(Text section)
##########

Registered with the Registrar of Newspapers for India under R.N.I 53640/91
Vol. XXVIII No. 2, May 1-15, 2018
Kannimangalam Parameswaran Anantanarayanan.
Kannimangalam Parameswaran Anantanarayanan was a highly sought-after person in the pharmaceutical business at Vepery in the mid-20th Century.
Recalling him in his birth centenary year, a son, Dr. A. Raman, a regular contributor to these columns writes that Anantanarayanan joined the ‘Chemist & Druggist’ course offered as a technical diploma of the Government of Madras, which later became Department of Pharmacology at Madras Medical College.
He studied pharmacy for three years under the tutelage of the British qualified J. C. David, and graduated in 1940 when he was 24. He was denied a job with the Government of Madras because he belonged to Kannimangalam, since Kannimangalam was a part of Cochin State and not of the Madras Presidency. He dropped ‘K’ from his children’s initials as a sequel to this experience! However, Wilfred Pereira, who owned the then leading pharmaceutical retail chain – Wilfred Pereira (Private) Limited – recruited him as the showroom manager at Vepery head office. Here he became known to the leading health professionals and leading citizens of Madras.
While at Wilfred Pereira (Vepery), he enthusiastically trialled the efficacy of diamino-diphenyl sulphone (DapsoneTM) in managing psoriasis. What is surprising is that diamino-diphenyl sulphone is currently used in the management of inverse and pustular psoriasis. Anantanarayan established himself as one of the few pharmaceutical chemists of Madras, who could correctly read the other otherwise undecipherable handwritten scripts of Madras doctors. The worst being that of the Madras practitioner, Al. Annamalai.
In 1962, Anantanarayanan was transferred as the Manager of the Kotagiri branch of Wilfred Pereira (The Nilgiris). His lonely stay at Kotagiri provoked the artist and poet in him. He would spend his time, reading Narayaneeyam and discoursing on it with close friends particularly M. Suryanarayana Rao, a Kotagiri medical practitioner.
Other spare time, was spent composing Tamil songs in praise of his favourite deity Murugan. Because he had studied in Malayalam medium at high school, he generally struggled to write Tamil rapidly. To keep up with the speed of his thoughts, he used Malayalam script in composing close to 100 Tamil songs (Swaminatha Satakam) in praise of Murugan, all of which consistently ended with the fragment Én appané Swaminãthã. His inspiration to write poems came from Subramania Bharati, whose works he read regularly.

##########

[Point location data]
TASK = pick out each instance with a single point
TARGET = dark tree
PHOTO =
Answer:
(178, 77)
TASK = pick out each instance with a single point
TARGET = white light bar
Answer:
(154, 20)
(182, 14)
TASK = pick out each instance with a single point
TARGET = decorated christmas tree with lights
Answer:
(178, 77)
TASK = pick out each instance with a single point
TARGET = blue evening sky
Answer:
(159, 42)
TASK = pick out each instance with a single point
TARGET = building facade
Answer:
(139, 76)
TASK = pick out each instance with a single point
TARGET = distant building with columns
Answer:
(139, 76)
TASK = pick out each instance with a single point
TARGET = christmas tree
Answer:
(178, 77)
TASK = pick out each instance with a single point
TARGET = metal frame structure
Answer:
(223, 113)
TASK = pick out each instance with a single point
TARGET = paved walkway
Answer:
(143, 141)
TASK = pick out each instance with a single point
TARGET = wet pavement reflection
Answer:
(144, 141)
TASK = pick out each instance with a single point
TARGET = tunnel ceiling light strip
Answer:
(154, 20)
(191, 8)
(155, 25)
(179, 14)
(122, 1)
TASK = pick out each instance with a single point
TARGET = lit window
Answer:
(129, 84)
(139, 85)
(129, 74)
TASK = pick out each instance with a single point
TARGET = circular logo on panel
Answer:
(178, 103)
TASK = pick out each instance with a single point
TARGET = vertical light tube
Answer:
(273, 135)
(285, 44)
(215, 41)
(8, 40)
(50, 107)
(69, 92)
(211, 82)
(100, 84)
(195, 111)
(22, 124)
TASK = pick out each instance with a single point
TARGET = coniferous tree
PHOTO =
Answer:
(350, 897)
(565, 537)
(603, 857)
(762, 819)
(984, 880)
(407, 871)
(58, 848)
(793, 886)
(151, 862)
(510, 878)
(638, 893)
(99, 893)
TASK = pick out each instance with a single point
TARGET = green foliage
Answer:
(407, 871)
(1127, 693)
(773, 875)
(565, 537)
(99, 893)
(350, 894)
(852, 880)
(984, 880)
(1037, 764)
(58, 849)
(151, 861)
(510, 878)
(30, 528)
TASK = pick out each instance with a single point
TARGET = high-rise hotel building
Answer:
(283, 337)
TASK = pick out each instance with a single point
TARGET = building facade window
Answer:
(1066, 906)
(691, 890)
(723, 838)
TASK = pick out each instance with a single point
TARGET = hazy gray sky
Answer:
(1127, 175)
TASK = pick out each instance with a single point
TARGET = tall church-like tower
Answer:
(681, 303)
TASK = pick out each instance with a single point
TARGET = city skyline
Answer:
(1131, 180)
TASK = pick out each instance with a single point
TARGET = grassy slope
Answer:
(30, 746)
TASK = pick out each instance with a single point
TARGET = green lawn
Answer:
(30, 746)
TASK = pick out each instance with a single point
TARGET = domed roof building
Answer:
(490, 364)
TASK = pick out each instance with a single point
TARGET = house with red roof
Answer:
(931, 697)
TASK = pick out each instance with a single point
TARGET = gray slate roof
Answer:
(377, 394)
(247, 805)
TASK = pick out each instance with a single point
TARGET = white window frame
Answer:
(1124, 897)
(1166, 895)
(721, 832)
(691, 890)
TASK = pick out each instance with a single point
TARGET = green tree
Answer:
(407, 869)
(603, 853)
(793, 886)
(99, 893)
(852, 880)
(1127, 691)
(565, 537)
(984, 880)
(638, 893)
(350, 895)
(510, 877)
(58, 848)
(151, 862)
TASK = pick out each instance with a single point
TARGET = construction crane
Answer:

##########

(Set of tasks)
a. In the profile of Anantanarayanan, why was he denied a job with the Government of Madras?
b. Extend the profile of Anantanarayanan by picking up right after its last sentence.
The records have nothing to do with the profile of Anantanarayanan.

(Answers provided)
a. He belonged to Kannimangalam, which was part of Cochin State and not of the Madras Presidency.

b.
S. Gnanadesikan (later the Director of King Institute, Madras), N. Subbiah (Surgeon, who later migrated to America), M. Natarajan and T. K. Shanmugasundaram (Orthopaedic Surgeons), M. Natarajan (Dermatologist), C. M. Leelavathi (E.N.T. Surgeon), K. Bhasker Rao (Obstetrician-Gynaecologist), to cite a few, were all Anantanarayan’s friends. Whenever anyone needed help in consulting a senior surgeon in Madras approached Anantanarayanan, he would personally take them to one of these medical giants of the day.
Another friend in Kotagiri was P.K. Krishnan Kutty, a British qualified physician who practised in Madras. He had also studied in the same high school as Anantanarayan. The link brought them close. Another of Anantanarayan’s Kotagiri friends was Mrs. Sigrid Hydari, a Swedish woman and the widow of Saleh Akbar Hydari (ex-Indian Civil Servant, and Secretary, Railways), who had made Kotagiri, her home. She had a heart problem. Krishnan Kutty, who visited Kotagiri on holidays, would not examine a patient while on vacation. But he obliged, when Anantanarayan asked him to examine Mrs. Hydari.
At the end of 1965, Anantanarayan started his own pharmacy, Kelly’s at Kelly’s Corner, which he ran till his death in 1967. He left behind hundreds of friends he had helped with medical advice or whom he had taken to leading doctors for their advice.